━━ PROVIDED RECORDS
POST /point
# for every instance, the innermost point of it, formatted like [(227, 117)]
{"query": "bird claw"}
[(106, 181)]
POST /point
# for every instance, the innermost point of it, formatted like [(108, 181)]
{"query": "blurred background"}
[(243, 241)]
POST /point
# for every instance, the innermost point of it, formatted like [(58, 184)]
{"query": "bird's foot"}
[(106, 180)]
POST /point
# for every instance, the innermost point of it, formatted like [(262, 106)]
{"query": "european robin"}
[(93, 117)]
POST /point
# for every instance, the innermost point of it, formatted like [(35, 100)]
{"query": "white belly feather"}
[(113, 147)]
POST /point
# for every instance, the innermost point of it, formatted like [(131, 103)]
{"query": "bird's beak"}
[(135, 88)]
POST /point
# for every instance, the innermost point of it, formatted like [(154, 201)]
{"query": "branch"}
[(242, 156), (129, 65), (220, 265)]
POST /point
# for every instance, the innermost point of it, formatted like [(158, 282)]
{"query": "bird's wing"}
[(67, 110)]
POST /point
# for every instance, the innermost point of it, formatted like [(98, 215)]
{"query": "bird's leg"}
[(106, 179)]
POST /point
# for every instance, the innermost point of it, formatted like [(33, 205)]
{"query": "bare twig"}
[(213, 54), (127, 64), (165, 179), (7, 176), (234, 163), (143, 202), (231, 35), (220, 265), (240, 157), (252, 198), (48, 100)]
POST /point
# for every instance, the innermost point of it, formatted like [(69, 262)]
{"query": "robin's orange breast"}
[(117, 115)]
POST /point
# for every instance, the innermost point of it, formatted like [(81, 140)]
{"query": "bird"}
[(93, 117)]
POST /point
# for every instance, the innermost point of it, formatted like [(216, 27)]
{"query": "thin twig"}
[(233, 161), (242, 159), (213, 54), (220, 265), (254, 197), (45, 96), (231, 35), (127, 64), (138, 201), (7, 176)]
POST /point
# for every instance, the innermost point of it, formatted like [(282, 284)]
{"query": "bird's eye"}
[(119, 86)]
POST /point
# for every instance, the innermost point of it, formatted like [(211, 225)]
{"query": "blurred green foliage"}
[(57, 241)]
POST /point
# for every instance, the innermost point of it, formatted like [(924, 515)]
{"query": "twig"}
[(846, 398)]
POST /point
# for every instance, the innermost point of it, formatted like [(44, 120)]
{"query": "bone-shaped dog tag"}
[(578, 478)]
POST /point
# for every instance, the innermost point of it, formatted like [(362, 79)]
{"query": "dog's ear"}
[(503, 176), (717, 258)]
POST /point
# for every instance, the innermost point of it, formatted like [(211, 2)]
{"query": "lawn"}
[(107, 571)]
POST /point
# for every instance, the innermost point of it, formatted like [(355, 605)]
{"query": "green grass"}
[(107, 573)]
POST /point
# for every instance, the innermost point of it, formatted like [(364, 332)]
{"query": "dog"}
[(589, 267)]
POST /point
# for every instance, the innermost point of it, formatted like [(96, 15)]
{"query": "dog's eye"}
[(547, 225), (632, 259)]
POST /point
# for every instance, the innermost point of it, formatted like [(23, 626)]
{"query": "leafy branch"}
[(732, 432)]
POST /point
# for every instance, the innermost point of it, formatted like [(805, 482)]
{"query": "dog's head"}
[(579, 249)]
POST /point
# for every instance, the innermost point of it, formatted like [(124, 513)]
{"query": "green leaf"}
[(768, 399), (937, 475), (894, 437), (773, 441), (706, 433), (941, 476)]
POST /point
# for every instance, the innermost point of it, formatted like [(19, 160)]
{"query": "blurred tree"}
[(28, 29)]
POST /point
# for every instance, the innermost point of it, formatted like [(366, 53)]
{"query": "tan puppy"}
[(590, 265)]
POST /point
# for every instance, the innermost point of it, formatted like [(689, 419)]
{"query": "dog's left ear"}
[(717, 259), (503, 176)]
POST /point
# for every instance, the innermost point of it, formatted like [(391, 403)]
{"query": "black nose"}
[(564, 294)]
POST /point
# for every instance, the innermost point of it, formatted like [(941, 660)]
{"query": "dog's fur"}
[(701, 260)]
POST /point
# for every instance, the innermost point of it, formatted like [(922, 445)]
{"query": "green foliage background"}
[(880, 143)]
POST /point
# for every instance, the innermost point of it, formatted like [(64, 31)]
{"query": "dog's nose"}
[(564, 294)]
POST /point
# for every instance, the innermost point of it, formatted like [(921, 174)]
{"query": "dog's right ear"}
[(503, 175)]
━━━━
* [BRIEF]
What are the exact lines from the beginning of the material through the line containing "like [(33, 205)]"? Write out those lines alone.

* [REPLY TO THE EXERCISE]
POST /point
# for every instance, the innermost point of it, formatted like [(227, 117)]
{"query": "bird claw"}
[(106, 181)]
POST /point
# for every instance, the innermost point of it, formatted like [(108, 181)]
{"query": "blurred background"}
[(243, 241)]
POST /point
# for every instance, the innermost point of it, formatted like [(58, 184)]
{"query": "bird's foot"}
[(106, 180)]
POST /point
# for every instance, the innermost point of it, formatted like [(262, 106)]
{"query": "european robin"}
[(93, 117)]
POST /point
# for every instance, the innermost point of it, formatted like [(35, 100)]
{"query": "white belly feather"}
[(113, 147)]
POST /point
# for every instance, the innermost point of it, formatted like [(131, 103)]
{"query": "bird's beak"}
[(135, 88)]
POST /point
# for every instance, the innermost point of it, formatted like [(154, 201)]
{"query": "branch"}
[(242, 156), (129, 65), (220, 265)]
POST /point
# for every instance, the innermost point of it, formatted like [(158, 282)]
{"query": "bird's wing"}
[(67, 110)]
POST /point
# for every instance, the innermost point of it, formatted like [(98, 215)]
{"query": "bird's leg"}
[(106, 179)]
POST /point
# for every instance, the innermost point of it, formatted like [(33, 205)]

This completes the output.